Task instructions –
- a) Answer these questions using the overview of the Everest series:
(i) How many episodes does the series have, and over which years?
(ii) Which channel aired it?
(iii) Despite what conditions did Mogens Jensen still reach the summit?
- b) Return everything in the overview of the Everest series from "You paid $60,000" down to "of the world.", copied word for word.

Source excerpt –
________________________________________
Everest: Beyond the Limit

You paid $60,000 to climb Everest and now your Sherpa’s dragging your half-frozen body like a duffel bag.

This isn’t a highlight reel—it’s a brutal reality check on what it really takes to stand on top of the world.

This 3-season series (19 episodes from 2006–2009) aired on Discovery Channel and follows real Everest expeditions—where success often means losing a few fingers or toes. Or friends.

My teammate, Rob Kelly, ranks this doc as #1 in his post, The 17 Best Everest Documentaries (ranked and updated in 2025).

Trailer for “Everest: Beyond the Limit”

You Can’t Make This Sh*t Up

  • Double-amputee Mark Inglis, using prosthetic legs, becomes the first of his kind to summit Everest in 2006.
  • British climber David Sharp dies in the “death zone”—as dozens of other climbers walk past. The footage sparked worldwide controversy.
  • Danish climber Mogens Jensen falls 15 feet after his piton slips—he nearly dies but still summits despite asthma and crushed ribs.
________________________________________
Data supplied –
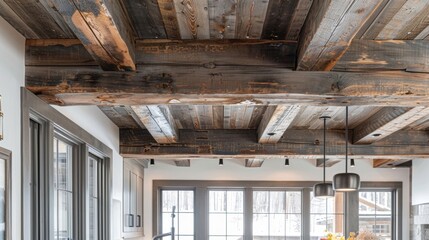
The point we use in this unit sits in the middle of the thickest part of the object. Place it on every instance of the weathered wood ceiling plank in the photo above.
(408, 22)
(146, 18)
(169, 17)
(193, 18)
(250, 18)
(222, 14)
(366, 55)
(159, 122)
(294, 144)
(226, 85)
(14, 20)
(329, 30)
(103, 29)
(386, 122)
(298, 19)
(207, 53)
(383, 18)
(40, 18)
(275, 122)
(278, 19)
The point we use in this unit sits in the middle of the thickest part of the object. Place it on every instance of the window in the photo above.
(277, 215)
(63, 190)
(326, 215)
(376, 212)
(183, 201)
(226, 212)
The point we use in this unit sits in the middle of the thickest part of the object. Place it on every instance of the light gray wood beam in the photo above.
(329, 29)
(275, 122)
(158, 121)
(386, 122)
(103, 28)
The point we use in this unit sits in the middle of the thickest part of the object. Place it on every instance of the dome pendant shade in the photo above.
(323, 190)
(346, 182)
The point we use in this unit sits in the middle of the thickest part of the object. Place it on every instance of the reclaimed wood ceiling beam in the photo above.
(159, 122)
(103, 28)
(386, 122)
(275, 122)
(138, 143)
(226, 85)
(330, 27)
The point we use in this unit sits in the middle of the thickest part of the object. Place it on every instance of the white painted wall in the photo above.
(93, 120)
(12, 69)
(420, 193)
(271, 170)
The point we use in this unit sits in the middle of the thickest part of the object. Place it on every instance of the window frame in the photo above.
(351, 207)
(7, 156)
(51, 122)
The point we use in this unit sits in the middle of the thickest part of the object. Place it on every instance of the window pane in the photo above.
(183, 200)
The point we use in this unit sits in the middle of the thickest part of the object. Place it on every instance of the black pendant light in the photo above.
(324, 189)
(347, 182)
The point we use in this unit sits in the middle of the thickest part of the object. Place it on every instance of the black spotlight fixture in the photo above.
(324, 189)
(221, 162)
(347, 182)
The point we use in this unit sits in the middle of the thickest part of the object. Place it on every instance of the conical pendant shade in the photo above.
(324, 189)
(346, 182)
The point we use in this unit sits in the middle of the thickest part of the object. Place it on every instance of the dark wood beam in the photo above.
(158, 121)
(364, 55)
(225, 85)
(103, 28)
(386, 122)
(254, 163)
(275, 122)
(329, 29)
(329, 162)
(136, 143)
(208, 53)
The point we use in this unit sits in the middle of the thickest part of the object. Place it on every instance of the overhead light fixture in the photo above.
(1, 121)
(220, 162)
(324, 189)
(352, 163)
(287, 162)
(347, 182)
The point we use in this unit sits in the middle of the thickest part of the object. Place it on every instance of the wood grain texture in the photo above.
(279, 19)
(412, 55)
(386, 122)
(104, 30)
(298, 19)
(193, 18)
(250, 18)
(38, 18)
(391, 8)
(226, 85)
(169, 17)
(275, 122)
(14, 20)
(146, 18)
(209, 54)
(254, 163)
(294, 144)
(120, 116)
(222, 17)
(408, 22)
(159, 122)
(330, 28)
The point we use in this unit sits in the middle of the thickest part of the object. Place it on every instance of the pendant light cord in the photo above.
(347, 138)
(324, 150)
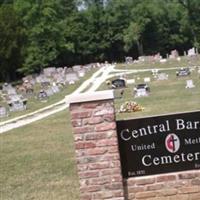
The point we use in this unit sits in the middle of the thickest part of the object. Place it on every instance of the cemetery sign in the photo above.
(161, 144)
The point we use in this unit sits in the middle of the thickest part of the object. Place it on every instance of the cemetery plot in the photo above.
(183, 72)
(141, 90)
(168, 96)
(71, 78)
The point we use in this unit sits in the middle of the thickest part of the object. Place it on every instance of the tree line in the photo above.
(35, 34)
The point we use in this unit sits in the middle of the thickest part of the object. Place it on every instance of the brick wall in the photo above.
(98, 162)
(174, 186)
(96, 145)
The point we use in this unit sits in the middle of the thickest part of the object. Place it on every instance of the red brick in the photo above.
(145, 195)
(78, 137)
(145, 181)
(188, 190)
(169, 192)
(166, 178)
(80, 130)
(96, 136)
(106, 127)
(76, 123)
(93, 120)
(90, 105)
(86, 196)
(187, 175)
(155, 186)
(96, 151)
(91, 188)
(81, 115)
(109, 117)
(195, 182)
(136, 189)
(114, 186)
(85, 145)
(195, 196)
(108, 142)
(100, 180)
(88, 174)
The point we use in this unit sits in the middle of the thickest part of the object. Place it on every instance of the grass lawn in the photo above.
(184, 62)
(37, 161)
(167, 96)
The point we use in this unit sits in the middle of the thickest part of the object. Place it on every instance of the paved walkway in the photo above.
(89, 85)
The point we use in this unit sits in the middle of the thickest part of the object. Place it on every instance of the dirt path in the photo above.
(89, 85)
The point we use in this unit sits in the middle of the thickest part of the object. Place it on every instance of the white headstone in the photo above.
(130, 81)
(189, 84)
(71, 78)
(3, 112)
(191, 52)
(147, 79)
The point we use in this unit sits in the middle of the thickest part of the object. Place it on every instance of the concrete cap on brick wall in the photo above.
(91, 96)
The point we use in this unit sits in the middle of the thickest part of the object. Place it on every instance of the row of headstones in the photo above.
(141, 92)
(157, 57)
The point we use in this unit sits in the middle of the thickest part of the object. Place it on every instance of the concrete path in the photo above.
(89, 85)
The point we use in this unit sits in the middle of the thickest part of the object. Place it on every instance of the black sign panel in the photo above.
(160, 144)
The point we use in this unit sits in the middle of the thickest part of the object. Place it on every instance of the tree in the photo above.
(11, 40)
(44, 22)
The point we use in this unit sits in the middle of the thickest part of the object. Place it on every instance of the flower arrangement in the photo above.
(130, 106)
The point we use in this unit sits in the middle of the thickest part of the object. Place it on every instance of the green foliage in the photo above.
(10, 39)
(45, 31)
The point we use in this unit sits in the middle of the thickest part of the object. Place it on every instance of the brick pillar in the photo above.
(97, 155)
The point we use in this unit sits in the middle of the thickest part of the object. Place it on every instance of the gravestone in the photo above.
________________________________________
Responses to the exercise –
- a)
(i) 19 episodes, from 2006 to 2009.
(ii) Discovery Channel.
(iii) Asthma and crushed ribs.

- b)
You paid $60,000 to climb Everest and now your Sherpa’s dragging your half-frozen body like a duffel bag.

This isn’t a highlight reel—it’s a brutal reality check on what it really takes to stand on top of the world.